(What you will do):
1. In the Yankees text, why did the team nearly keep Andrew Miller, Aroldis Chapman, Carlos Beltran and Ivan Nova in 2016? Answer in one to three sentences.
2. Reproduce the Yankees text from "The two losses" up to and including "31-12. That’s ridiculous.".

(Reading text):
----------------

The two losses to the Angels hurt and hurt the Yankees’ division chances. But it wasn’t like those losses were the only ones that hurt. All 56 losses to this point have hurt with several of them coming in the final innings of games in which the Yankees led. For as good as the Yankees have been since their 5-10 start (72-46), since the second game of the July 4 doubleheader (36-15), since the All-Star break (31-13) and since the trade deadline (24-8), the Rays have been even better. When you have 31-13 run team, which includes a 13-game winning streak, you’re supposed to do serious damage in the standings. The Yankees did so in terms of the wild-card standings, but in the division, they actually lost ground on the Rays, who have gone 31-12. That’s ridiculous.

2. So now the Yankees look destined for the one-game, wild-card playoff for the third time in the last four seasons in which it was held, and the fourth time in the last six seasons in which it was held. The five-team postseason format has hurt the Yankees more than any other team. In 2015, the Yankees would have advanced to the ALDS in the old, four-team format. Instead, they lost to Dallas Keuchel and the Astros 3-0 at Yankee Stadium. In 2016, the Yankees nearly didn’t trade away Andrew Miller, Aroldis Chapman, Carlos Beltran and Ivan Nova because ownership wanted to hold on for the possibility of winning the second wild-card berth. In 2017 and 2018, the Yankees would have advanced to the ALDS in the old format, and the same will be true in 2021.

----------------

(Material provided):
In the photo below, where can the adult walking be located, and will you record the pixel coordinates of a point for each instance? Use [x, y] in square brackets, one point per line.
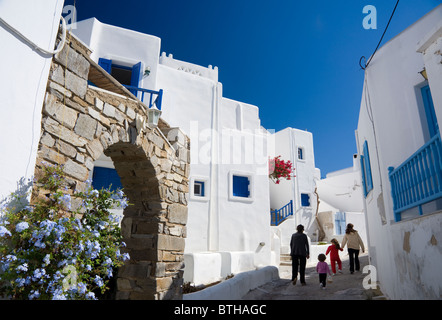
[300, 252]
[354, 243]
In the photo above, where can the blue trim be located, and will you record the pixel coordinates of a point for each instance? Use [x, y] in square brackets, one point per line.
[279, 215]
[106, 64]
[418, 180]
[202, 190]
[136, 77]
[305, 200]
[241, 186]
[340, 222]
[134, 88]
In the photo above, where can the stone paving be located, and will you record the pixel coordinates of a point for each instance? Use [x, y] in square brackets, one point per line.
[345, 286]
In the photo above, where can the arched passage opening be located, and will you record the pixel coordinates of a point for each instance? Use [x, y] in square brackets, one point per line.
[81, 122]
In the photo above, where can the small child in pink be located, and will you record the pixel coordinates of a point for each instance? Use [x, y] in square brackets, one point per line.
[322, 269]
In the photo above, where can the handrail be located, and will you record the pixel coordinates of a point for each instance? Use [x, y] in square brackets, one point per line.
[279, 215]
[158, 99]
[418, 179]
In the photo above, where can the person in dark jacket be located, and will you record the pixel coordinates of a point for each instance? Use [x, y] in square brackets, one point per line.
[299, 250]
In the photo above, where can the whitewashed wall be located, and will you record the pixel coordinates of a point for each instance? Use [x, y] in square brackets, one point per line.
[24, 75]
[341, 191]
[225, 137]
[405, 252]
[286, 143]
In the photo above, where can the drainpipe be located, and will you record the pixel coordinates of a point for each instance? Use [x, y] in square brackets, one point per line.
[213, 236]
[295, 185]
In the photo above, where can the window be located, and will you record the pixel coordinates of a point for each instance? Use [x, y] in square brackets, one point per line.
[305, 200]
[241, 186]
[126, 75]
[367, 181]
[106, 178]
[340, 223]
[198, 188]
[300, 153]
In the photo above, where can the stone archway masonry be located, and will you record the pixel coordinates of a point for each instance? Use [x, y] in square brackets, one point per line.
[79, 123]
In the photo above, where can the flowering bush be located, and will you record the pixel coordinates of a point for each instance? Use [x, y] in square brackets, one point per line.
[280, 169]
[48, 251]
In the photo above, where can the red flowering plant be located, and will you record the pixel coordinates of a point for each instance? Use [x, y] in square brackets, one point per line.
[280, 169]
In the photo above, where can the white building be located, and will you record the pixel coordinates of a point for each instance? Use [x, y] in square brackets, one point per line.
[228, 229]
[340, 195]
[23, 58]
[398, 139]
[296, 194]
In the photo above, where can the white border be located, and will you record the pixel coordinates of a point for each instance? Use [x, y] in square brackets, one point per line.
[250, 176]
[206, 196]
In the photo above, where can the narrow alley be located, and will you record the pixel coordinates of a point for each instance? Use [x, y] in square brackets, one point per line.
[345, 286]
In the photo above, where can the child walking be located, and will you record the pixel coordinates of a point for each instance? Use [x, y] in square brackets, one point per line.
[322, 269]
[334, 249]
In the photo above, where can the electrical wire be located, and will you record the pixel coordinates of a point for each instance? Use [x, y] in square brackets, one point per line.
[380, 41]
[35, 46]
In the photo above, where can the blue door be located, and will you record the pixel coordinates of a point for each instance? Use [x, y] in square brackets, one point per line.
[433, 127]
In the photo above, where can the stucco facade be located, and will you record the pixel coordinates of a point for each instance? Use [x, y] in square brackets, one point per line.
[226, 233]
[404, 246]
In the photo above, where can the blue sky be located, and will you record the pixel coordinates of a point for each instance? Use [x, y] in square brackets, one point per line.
[298, 61]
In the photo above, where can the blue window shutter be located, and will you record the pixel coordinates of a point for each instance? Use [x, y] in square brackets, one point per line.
[343, 222]
[363, 175]
[241, 186]
[136, 77]
[433, 126]
[104, 177]
[201, 188]
[305, 200]
[106, 64]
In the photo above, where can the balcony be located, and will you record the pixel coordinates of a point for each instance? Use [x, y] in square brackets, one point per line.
[279, 215]
[418, 180]
[146, 92]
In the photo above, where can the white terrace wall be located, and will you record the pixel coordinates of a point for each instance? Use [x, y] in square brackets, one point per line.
[24, 74]
[407, 254]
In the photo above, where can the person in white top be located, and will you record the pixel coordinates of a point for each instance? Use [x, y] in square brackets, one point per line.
[354, 243]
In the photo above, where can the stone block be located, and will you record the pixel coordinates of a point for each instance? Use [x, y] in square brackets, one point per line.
[66, 149]
[57, 130]
[141, 270]
[95, 149]
[76, 170]
[76, 84]
[60, 89]
[63, 114]
[99, 104]
[167, 242]
[86, 126]
[109, 110]
[57, 74]
[177, 213]
[74, 61]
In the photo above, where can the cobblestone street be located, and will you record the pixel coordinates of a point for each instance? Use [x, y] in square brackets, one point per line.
[345, 286]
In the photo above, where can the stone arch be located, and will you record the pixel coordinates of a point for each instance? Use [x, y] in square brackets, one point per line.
[79, 123]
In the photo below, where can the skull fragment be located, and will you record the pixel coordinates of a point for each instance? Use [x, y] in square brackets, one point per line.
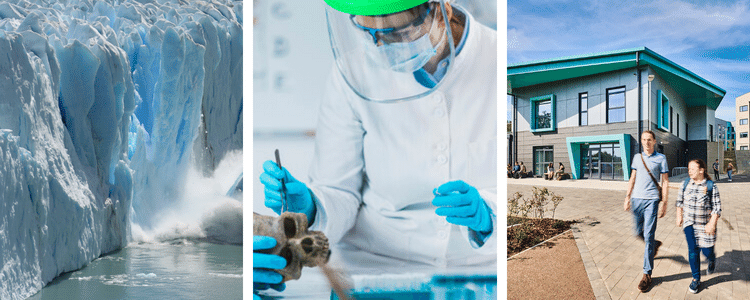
[294, 242]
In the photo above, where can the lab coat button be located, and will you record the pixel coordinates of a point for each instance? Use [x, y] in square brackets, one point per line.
[439, 98]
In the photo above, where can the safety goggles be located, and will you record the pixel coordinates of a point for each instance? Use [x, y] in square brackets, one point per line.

----------------

(Answers for the tasks):
1. The Yankees nearly didn't trade those players because ownership wanted to hold on for the possibility of winning the second wild-card berth.

2.
The two losses to the Angels hurt and hurt the Yankees’ division chances. But it wasn’t like those losses were the only ones that hurt. All 56 losses to this point have hurt with several of them coming in the final innings of games in which the Yankees led. For as good as the Yankees have been since their 5-10 start (72-46), since the second game of the July 4 doubleheader (36-15), since the All-Star break (31-13) and since the trade deadline (24-8), the Rays have been even better. When you have 31-13 run team, which includes a 13-game winning streak, you’re supposed to do serious damage in the standings. The Yankees did so in terms of the wild-card standings, but in the division, they actually lost ground on the Rays, who have gone 31-12. That’s ridiculous.